◆ **TEXT PROVIDED**:
* * * * * * * * *
After lunch, we braved the cold winds (they had been predicted as gale force, a remnant of our late unlamented hurricane Irene) and skies heavy with dark clouds to tour the gardens out behind the mansion: green, manicured lawns and luxuriant flower beds...
landscaped with nicely clipped, low hedges and lily ponds...
(that's Georgia!) ... all interspersed with sculptures...
... whose whimsy added to the aura of a pleasure garden. Also, who'd have guessed, an Indian couple getting married!
The Bentleys and Aston Martins in the parking lot were a clue to the upscale quality of the resort, whose luxury we enjoyed enormously. Not a thought for Karl Marx, lying there in his grave, unvisited yesterday, in Highgate Cemetery.
A wonderful celebration, then, of our family reunion. Later in the afternoon, we followed Matthew's car back to Harpenden, where they have recently made some improvements to their house: a renovated under-the-stairs loo, traditional in an English home; a new shower in the bathroom upstairs; and a fine patio behind the house, allowing a more spacious area for the children's play and outdoor entertainment. The children are amazingly creative: they all play musical instruments, they draw and paint, they write stories and poems, and the results of their efforts are everywhere in the house. It's great to see them again, and to admire their sheer, unrestrained vitality!
By early evening Ellie and I were feeling the effects of the time change and sleep deprivation, and decided it was time to leave for the drive back to London before it got too dark. We said our goodbyes to Helen and Leslie, who will be returning to France before we rejoin the family on Sunday; and less final ones to Matthew and Diane and the grandkids. The drive back to Islington was relatively uneventful, thanks in part to Matthew's excellent directions--and the loan of his GPS. Back at our flat, we had a quick bite of fruit and cheese and crackers as we listened to the Modern Jazz Quartet on our I-Pad. Such a strange new world!
* * * * * * * * *
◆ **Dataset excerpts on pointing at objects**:

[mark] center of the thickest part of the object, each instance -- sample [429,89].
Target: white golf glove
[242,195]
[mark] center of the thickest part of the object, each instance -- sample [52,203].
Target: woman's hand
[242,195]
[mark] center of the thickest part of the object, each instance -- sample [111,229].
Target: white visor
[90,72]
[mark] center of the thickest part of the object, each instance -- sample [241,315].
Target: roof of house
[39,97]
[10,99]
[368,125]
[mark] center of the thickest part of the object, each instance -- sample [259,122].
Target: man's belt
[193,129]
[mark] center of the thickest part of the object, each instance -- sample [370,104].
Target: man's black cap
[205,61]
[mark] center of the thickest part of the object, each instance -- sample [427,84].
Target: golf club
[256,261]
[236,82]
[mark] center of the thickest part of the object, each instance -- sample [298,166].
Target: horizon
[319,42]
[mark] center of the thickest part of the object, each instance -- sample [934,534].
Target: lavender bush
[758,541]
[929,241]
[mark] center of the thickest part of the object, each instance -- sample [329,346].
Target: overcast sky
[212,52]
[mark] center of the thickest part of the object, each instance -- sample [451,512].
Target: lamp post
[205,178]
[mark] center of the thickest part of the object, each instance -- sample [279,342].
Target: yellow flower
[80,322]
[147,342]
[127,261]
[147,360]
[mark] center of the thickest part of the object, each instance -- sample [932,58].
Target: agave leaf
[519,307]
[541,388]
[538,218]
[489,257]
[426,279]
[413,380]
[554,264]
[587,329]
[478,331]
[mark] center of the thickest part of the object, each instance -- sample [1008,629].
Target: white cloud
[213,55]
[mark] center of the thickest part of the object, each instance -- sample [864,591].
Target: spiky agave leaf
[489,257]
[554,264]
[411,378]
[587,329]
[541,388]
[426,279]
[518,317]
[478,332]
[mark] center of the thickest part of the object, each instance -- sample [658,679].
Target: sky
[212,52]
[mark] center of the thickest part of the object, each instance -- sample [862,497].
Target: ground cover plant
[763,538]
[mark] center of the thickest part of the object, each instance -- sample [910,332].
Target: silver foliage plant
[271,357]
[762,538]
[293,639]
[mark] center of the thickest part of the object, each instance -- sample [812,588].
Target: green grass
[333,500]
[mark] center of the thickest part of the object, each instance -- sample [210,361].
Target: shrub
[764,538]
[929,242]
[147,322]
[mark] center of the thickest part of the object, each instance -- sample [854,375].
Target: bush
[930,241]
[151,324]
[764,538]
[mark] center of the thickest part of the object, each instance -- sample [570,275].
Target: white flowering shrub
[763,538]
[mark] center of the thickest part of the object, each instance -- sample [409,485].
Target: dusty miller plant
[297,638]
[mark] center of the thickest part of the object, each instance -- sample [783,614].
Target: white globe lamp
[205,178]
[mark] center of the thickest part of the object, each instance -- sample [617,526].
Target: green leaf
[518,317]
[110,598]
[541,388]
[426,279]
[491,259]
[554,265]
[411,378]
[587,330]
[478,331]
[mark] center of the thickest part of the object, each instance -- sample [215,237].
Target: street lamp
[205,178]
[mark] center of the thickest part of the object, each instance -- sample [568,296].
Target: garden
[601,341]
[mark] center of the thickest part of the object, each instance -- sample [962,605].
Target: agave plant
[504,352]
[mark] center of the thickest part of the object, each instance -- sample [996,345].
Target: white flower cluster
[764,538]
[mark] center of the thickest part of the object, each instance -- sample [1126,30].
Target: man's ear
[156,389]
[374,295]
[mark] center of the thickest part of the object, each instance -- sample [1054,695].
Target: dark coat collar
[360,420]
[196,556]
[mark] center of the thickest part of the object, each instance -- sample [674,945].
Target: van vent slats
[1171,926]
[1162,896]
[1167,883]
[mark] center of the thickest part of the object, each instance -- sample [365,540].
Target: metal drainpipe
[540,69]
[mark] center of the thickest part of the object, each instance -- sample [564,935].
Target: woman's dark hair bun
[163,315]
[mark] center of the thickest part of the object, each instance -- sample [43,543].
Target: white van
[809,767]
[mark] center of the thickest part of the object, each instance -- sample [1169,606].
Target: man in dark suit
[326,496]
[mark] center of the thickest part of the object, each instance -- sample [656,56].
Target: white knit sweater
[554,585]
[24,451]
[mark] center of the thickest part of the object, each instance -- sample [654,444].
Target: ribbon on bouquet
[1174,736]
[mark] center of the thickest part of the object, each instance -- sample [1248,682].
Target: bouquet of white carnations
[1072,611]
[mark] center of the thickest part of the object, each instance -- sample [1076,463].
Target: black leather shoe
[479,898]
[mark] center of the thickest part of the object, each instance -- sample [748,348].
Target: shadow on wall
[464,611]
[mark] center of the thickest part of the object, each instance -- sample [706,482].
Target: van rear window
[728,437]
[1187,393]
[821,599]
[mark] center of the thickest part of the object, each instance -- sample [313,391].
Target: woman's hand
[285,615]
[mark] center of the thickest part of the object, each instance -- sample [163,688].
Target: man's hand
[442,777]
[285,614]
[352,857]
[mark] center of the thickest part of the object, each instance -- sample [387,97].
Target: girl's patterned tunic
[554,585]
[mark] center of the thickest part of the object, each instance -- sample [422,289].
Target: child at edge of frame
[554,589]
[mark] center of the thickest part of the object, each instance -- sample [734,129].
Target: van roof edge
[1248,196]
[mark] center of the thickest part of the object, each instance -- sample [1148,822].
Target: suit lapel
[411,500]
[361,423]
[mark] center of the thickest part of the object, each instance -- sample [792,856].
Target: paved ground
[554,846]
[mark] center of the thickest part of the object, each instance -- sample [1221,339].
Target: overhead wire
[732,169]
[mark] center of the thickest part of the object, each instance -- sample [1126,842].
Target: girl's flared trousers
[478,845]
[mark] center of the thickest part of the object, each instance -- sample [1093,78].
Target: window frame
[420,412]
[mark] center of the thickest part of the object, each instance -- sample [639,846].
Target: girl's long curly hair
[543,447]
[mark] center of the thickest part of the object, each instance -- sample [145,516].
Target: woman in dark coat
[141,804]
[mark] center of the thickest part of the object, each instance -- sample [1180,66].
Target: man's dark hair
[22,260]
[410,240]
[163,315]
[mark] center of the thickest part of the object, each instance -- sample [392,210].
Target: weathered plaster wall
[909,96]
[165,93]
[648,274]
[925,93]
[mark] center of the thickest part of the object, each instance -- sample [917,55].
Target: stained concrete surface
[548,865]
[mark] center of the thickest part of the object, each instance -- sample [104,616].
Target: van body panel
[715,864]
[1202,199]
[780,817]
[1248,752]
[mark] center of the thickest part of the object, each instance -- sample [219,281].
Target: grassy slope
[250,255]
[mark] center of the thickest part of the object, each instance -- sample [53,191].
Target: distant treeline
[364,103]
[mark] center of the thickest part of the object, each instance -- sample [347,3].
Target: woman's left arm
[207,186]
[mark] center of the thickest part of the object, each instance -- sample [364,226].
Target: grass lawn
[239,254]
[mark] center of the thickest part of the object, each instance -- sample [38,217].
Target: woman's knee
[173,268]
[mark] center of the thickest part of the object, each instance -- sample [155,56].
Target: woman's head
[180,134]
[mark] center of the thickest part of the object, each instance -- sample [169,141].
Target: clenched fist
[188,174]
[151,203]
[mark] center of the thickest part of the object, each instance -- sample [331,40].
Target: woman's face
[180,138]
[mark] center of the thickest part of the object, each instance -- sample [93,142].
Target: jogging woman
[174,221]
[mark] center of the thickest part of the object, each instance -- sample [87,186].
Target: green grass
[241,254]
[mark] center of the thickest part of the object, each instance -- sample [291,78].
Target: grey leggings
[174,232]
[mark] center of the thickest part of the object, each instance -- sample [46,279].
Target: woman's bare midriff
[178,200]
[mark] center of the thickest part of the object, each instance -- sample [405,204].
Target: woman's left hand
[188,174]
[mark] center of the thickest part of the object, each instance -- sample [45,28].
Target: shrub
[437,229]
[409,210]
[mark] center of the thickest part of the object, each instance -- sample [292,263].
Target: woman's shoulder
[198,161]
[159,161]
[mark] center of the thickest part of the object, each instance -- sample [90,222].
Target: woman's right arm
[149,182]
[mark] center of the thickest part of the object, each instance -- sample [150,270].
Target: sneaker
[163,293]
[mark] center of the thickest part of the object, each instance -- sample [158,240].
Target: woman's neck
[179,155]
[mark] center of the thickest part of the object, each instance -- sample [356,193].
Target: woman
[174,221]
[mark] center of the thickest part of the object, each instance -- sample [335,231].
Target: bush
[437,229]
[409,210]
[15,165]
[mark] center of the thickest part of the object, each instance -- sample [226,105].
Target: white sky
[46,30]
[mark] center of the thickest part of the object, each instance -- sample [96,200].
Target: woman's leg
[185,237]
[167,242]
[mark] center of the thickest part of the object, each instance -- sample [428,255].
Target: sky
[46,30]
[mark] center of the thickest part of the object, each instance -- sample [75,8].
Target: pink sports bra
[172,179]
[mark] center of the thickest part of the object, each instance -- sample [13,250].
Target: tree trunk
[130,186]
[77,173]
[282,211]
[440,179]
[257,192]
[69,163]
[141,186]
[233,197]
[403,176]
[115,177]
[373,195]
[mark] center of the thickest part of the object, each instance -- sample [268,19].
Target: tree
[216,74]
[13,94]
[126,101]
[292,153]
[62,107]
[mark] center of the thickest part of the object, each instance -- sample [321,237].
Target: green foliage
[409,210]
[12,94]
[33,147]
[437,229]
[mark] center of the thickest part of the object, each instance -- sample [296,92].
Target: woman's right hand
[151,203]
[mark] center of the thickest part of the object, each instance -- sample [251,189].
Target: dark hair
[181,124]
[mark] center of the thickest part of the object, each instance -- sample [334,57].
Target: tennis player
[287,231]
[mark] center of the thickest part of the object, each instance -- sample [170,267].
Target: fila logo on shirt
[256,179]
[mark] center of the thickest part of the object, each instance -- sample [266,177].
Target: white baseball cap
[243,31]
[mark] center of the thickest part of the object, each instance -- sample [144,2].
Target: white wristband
* * * * * * * * *
◆ **JOBS**:
a - According to the travel account, what helped make the drive back to Islington fairly uneventful?
b - Pick up the travel account after its final sentence and keep writing.
You won't need the rows for any of this.

◆ **RESPONSES BY TASK**:
a - Matthew's excellent directions and the loan of his GPS.

b -
"A Day In Harpenden"

Yesterday was a whole day with the family in Harpenden. We started out a little later than planned in our little Yaris, hoping that the congestion in North London would prove lighter on a Sunday. Some hope! Also our GPS, borrowed from Matthew, had been set to avoid motorways, so our guide let us down at a critical moment when we could have saved ourselves a lot of time by joining the M1. Instead, we found ourselves hassling the traffic on the busy A1 for a while before finding our way back to the motorway.
We did, though, make it to Harpenden in time for lunch. What had started out as a beautiful sunny day, had by this time changed into the familiar English gloom, but inside all was cheery with a fine spread set out by Diane. Matthew had an afternoon rehearsal scheduled for his local theatrical production of "Guys and Dolls." Like his children he is blessed with a wonderful creative talent--in his case, for music and drama. Having had to change our travel plans from October, when we might have seen the production, to September, we had wanted to see him at least in a rehearsal but he felt that this would not be the best of moments.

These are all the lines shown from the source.